__EXERCISE PASSAGE__.
————————
Twice this week when people heard I just graduated with my journalism degree, they said to me, “Oh, maybe I’ll see you on T.V. someday!”
This is a huge pet peeve of mine: People automatically equating “journalist” with “television reporter.”
Photo by flikr user stekelbes
I’ve always wanted to be a writer and in recent years developed an interest in multimedia (including shooting and editing video), but I have never had an interest in doing stand-ups in front of the camera. I’ve always wanted to be a writer or run an editor at a publication. While print and television reporters may employ the same research and interview techniques, there is still a difference in what we do.
I don’t consider it an insult or anything — I’m just not a television reporter; I chose the magazine and multimedia route. I, too, watch the news (in fact, I have CNN Newsroom on right now) and I have great respect for the reporters. Several of friends who took the telecommunications track at UF.
What upsets me the most about the “maybe I’ll see you on TV”-comment is the reasons WHY the public automatically makes this assumption. Is it a sign or symptom of the death of print journalism?
In an age of the 24-hour news cycle, smart phone applications and social media, does the public forget about the journalists whose faces they don’t see on TV? They don’t realize that it is because of a journalist that they are getting news updates sent to their phone. Or that because of a journalist that some of them still get that black and white thing called a newspaper, or that colorful, glossy thing called a magazine.
————————
(Stored items)
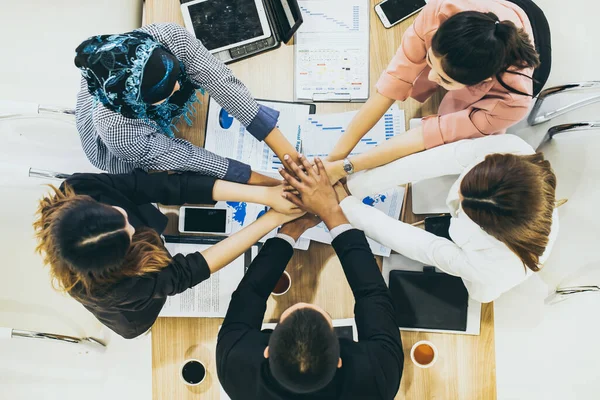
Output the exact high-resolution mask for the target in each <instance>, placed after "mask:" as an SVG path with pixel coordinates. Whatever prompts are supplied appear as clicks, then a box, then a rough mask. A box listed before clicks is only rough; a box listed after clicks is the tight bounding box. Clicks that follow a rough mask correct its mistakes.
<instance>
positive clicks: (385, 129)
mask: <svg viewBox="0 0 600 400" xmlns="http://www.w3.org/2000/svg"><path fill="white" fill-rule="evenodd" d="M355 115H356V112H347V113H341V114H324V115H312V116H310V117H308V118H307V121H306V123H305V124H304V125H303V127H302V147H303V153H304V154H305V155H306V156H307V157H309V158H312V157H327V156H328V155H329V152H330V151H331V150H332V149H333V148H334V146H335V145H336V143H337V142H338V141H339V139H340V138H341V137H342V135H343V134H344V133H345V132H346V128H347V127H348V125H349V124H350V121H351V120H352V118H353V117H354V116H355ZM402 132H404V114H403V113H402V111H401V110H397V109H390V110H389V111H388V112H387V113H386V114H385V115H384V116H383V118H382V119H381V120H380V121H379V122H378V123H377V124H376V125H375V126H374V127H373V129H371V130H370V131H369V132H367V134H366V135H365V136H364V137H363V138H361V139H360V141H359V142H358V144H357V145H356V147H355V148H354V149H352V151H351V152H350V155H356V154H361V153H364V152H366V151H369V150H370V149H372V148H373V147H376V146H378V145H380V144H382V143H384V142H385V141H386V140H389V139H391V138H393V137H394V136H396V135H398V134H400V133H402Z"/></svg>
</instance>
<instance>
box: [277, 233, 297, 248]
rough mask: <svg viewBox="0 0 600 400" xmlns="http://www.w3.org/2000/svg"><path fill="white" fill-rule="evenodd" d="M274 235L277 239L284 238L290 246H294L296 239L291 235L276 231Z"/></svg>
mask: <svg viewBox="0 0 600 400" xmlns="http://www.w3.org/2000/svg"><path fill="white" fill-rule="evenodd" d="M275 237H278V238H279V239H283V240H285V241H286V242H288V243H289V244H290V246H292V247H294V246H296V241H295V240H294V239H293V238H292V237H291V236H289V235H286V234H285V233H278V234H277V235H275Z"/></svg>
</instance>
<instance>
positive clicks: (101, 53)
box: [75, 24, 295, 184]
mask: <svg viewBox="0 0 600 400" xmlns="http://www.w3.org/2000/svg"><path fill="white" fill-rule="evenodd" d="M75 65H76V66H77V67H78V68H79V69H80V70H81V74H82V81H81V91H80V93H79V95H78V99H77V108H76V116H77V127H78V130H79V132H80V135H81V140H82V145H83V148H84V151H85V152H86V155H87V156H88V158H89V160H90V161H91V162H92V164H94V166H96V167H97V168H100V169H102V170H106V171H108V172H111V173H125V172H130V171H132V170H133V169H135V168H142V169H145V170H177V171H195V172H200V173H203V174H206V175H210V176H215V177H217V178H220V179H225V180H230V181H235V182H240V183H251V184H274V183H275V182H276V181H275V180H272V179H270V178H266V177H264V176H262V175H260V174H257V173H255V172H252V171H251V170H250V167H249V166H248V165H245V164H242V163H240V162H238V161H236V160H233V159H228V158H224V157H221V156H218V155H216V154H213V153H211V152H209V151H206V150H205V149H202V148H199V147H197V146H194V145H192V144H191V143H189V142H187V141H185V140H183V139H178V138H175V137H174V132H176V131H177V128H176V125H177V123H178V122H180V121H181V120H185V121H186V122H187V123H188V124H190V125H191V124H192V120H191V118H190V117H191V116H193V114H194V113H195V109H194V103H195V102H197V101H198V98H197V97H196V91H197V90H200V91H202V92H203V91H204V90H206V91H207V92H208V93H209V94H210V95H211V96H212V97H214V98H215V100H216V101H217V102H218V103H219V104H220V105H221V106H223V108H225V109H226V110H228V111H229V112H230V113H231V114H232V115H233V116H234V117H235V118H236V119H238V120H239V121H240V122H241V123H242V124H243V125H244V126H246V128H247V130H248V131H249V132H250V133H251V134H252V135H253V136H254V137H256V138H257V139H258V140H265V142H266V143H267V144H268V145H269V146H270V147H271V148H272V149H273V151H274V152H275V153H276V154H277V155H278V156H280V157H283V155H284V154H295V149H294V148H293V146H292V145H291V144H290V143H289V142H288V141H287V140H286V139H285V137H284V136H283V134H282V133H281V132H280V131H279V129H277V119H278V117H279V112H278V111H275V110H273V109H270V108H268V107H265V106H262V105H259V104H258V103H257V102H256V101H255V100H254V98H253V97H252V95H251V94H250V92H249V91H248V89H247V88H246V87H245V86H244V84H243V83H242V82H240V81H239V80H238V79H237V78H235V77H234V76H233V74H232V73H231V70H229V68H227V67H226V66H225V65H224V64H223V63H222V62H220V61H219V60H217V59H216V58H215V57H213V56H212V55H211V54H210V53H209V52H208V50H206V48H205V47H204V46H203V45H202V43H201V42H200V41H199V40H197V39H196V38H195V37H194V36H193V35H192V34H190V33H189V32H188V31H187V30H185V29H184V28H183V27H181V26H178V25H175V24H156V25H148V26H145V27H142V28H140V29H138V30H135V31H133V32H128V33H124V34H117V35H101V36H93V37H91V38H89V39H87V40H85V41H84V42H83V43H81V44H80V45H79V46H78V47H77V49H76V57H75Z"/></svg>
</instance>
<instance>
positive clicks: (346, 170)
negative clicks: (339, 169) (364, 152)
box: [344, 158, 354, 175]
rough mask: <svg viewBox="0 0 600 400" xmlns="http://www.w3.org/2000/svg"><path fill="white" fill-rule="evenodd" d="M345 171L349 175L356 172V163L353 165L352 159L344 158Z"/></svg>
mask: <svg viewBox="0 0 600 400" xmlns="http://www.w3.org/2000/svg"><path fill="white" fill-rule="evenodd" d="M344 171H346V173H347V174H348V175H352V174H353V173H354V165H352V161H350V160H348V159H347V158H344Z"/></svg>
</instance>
————————
__TASK TO CARRY OUT__. Reproduce the part of the post about journalism that starts at "I don’t consider" and ends at "of print journalism?".

__EXPECTED ANSWER__.
I don’t consider it an insult or anything — I’m just not a television reporter; I chose the magazine and multimedia route. I, too, watch the news (in fact, I have CNN Newsroom on right now) and I have great respect for the reporters. Several of friends who took the telecommunications track at UF.
What upsets me the most about the “maybe I’ll see you on TV”-comment is the reasons WHY the public automatically makes this assumption. Is it a sign or symptom of the death of print journalism?